[Position annotation records]

##############################

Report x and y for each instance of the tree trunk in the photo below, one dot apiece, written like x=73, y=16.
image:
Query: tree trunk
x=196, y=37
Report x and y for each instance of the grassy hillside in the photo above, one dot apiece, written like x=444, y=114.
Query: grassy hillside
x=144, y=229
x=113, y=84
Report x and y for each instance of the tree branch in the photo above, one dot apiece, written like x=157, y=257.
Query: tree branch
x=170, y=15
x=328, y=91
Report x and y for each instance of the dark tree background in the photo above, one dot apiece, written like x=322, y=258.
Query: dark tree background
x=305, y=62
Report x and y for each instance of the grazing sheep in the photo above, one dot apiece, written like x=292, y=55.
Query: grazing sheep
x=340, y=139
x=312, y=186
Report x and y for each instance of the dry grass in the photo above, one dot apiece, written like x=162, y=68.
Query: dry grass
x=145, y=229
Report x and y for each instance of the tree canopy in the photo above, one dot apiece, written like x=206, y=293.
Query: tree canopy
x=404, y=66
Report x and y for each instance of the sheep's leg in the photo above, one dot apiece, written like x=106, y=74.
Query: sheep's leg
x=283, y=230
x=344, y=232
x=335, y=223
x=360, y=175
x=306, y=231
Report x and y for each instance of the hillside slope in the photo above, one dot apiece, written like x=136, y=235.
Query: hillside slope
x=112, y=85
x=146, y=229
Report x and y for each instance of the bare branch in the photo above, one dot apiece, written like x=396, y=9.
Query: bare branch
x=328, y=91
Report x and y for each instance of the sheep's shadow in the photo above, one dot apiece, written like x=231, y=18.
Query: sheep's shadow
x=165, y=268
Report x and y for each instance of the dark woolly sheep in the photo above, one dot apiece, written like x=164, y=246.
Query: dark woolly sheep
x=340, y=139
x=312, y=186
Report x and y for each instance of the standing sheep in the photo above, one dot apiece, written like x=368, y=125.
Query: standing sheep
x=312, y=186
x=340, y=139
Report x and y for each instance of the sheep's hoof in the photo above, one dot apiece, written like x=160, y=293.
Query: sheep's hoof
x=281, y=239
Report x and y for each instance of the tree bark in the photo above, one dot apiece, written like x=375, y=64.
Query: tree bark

##############################

To do: Copy the lines of the listing from the line containing "Report x and y for each instance of the sheep's shadow" through the end of the listing, both included. Increase every answer coordinate by 134, and keep the requests and their format samples unchanged.

Solution to this exercise:
Report x and y for each instance of the sheep's shadow in the photo above, one dot apiece, written like x=231, y=18.
Query: sheep's shadow
x=299, y=402
Report x and y for each instance of the dark woolly sheep in the photo above, one dot apiece, written like x=164, y=246.
Query: dark woolly sheep
x=474, y=273
x=446, y=320
Report x and y for each instance of the standing sheep in the photo above, one dot apiece, written like x=368, y=125.
Query: standing sheep
x=446, y=320
x=474, y=273
Report x and y for each instance of the sheep's hoof in the photo above, one dot apiece, written like x=160, y=293.
Query: sheep's hoof
x=415, y=373
Report x and y for each instance of the tree bark in the photo above, one dot apiece, written like x=375, y=64.
Query: tree bark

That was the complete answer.